Given passage.
/---

I wrote this preprocessor just to add a couple features to Python (pipes mostly.) Is there any way I could improve it?
import tokenize, io, types
PREFIX = """
# ITHON START
import sys as _INTERNAL_SYS
class _INTERNAL_LazyIterable:
__slots__ = ('x','y')
def __init__(self, x, y) -> None:
self.x = iter(x)
self.y = iter(y)
def __iter__(self):
return _INTERNAL_LazyIterator(self)
class _INTERNAL_LazyIterator:
__slots__ = ('iterable',)
def __init__(self, iterable) -> None:
self.iterable = iterable
def __next__(self):
try:
return next(self.iterable.x)
except StopIteration:
try:
return next(self.iterable.y)
except StopIteration:
raise StopIteration
class _INTERNAL_LAZYMERGE:
def __init__(self, val):
self.val = val
def __rrshift__(self, other):
return _INTERNAL_LAZYMERGE(other)
def __lshift__(self, other):
return _INTERNAL_LazyIterable(self.val, other)
class _INTERNAL_LPIPE:
def __init__(self, val):
self.val = val
def __rrshift__(self, other):
return _INTERNAL_LPIPE(other)
def __lshift__(self, other):
return other(self.val)
class _INTERNAL_RPIPE:
def __init__(self, action):
self.action = action
def __rrshift__(self, other):
return _INTERNAL_RPIPE(other)
def __lshift__(self, other):
return self.action(other)
_INTERNAL_lpipe = _INTERNAL_LPIPE(None)
_INTERNAL_rpipe = _INTERNAL_RPIPE(None)
_INTERNAL_lazymerge = _INTERNAL_LAZYMERGE(None)
# ITHON END
"""
def translate(file: io.StringIO):
patched_file = io.StringIO(PREFIX + file.read())
skip_token = False
tokens = list(tokenize.generate_tokens(patched_file.readline)) # Precalculate tokens
print(tokens)

\---

Directives.
[a] Summarize the Python preprocessor post in two sentences.
[b] Rewrite the Python preprocessor post, starting with "I wrote this" and going on through "return _INTERNAL_LazyIterator(self)", with "pipes" replaced by "pipelines".
The rows that follow are separate material from the Python preprocessor post.

Dataset extract.
/---

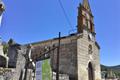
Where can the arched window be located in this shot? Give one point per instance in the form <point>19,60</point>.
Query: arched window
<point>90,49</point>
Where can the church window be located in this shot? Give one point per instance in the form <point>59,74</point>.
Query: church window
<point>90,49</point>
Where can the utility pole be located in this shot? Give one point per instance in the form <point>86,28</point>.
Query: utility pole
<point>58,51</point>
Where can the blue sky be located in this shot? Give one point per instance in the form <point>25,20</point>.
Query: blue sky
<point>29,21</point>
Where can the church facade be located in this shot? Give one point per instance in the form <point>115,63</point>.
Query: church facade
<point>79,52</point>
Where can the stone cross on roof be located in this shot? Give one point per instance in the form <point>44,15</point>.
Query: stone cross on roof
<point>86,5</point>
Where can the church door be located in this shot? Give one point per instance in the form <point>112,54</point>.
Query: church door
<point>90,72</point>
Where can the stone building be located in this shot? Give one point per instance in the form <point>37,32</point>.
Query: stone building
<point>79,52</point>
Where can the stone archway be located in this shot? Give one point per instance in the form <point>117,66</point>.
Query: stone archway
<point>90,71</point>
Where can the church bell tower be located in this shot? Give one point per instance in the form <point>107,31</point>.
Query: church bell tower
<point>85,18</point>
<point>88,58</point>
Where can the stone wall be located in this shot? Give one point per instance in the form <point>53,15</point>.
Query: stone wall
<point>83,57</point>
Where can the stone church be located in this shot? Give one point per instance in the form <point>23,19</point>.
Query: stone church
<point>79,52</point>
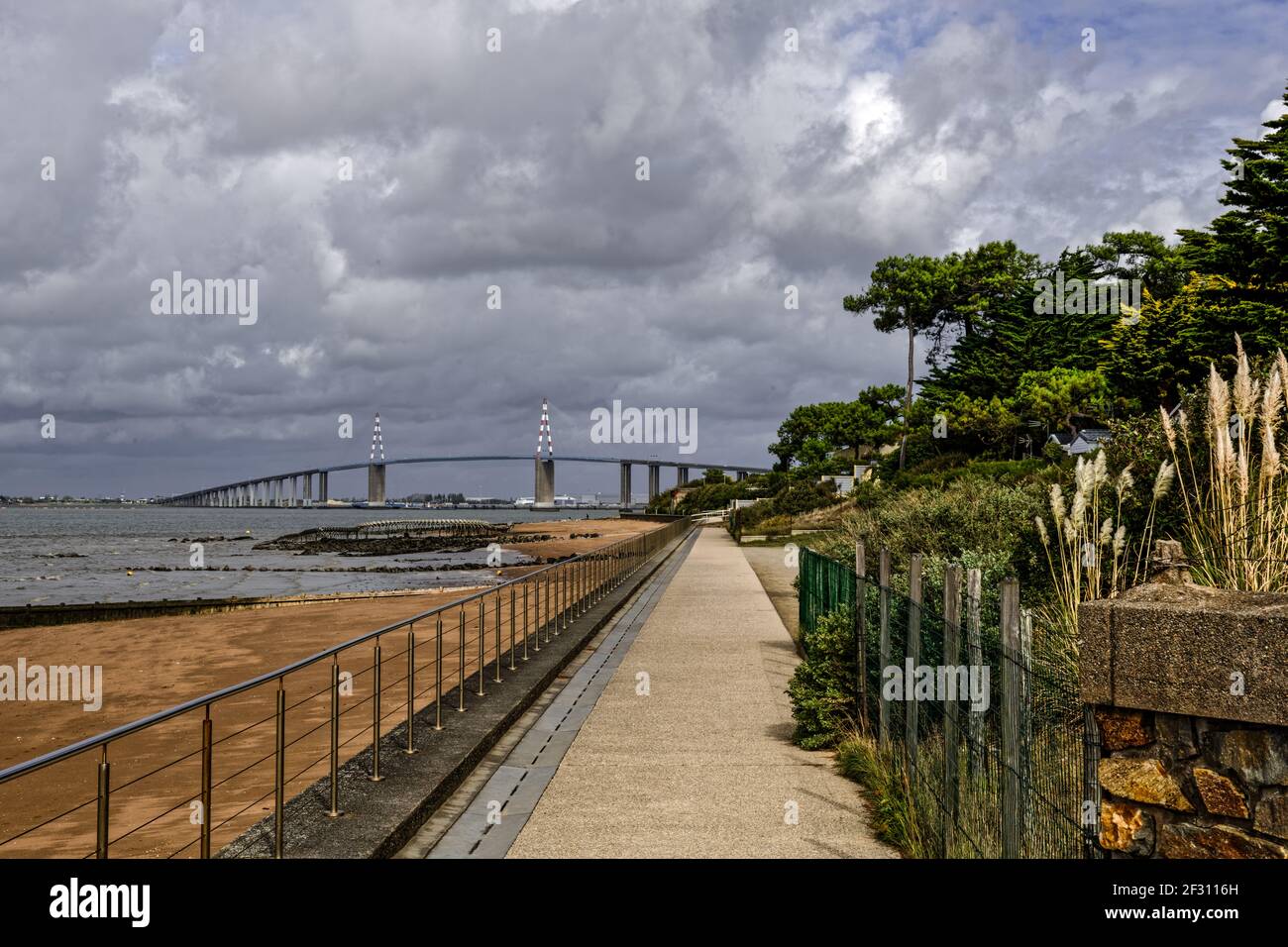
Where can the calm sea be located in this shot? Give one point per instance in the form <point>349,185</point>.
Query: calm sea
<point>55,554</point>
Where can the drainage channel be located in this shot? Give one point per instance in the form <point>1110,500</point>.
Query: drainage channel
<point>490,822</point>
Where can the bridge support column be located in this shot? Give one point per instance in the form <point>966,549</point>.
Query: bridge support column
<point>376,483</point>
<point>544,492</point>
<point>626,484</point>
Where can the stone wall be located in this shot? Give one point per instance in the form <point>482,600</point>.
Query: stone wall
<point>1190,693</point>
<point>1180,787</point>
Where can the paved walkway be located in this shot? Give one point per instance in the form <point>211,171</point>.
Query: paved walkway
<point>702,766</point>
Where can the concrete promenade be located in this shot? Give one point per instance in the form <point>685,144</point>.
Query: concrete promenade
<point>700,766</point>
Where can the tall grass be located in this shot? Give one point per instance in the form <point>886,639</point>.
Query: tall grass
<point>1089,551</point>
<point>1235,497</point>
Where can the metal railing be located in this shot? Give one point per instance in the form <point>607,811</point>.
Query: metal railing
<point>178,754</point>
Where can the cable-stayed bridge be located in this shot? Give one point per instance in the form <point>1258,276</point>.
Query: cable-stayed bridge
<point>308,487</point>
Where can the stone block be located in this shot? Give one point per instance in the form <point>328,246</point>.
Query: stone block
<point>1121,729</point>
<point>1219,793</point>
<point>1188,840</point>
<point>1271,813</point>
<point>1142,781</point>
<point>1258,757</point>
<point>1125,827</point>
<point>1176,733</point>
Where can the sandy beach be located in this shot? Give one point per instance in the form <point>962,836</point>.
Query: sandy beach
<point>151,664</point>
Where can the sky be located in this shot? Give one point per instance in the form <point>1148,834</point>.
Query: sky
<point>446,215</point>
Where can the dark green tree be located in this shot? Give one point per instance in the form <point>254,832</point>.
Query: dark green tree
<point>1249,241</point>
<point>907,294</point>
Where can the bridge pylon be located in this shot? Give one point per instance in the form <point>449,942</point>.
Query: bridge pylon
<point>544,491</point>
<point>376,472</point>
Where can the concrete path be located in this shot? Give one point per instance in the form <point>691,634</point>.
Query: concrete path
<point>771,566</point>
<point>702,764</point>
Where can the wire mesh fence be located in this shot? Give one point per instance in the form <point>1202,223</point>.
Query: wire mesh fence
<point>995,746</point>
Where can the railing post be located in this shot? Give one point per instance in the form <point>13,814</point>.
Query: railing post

\---

Answers to the tasks.
[a] The author wrote a preprocessor mainly to add pipes to Python and asks how it could be improved. The code defines a PREFIX string of helper classes for lazy merging and left and right pipes, plus a translate function that prepends this prefix to a file's text, tokenizes the result into a list, and prints the tokens.

[b]
I wrote this preprocessor just to add a couple features to Python (pipelines mostly.) Is there any way I could improve it?
import tokenize, io, types
PREFIX = """
# ITHON START
import sys as _INTERNAL_SYS
class _INTERNAL_LazyIterable:
__slots__ = ('x','y')
def __init__(self, x, y) -> None:
self.x = iter(x)
self.y = iter(y)
def __iter__(self):
return _INTERNAL_LazyIterator(self)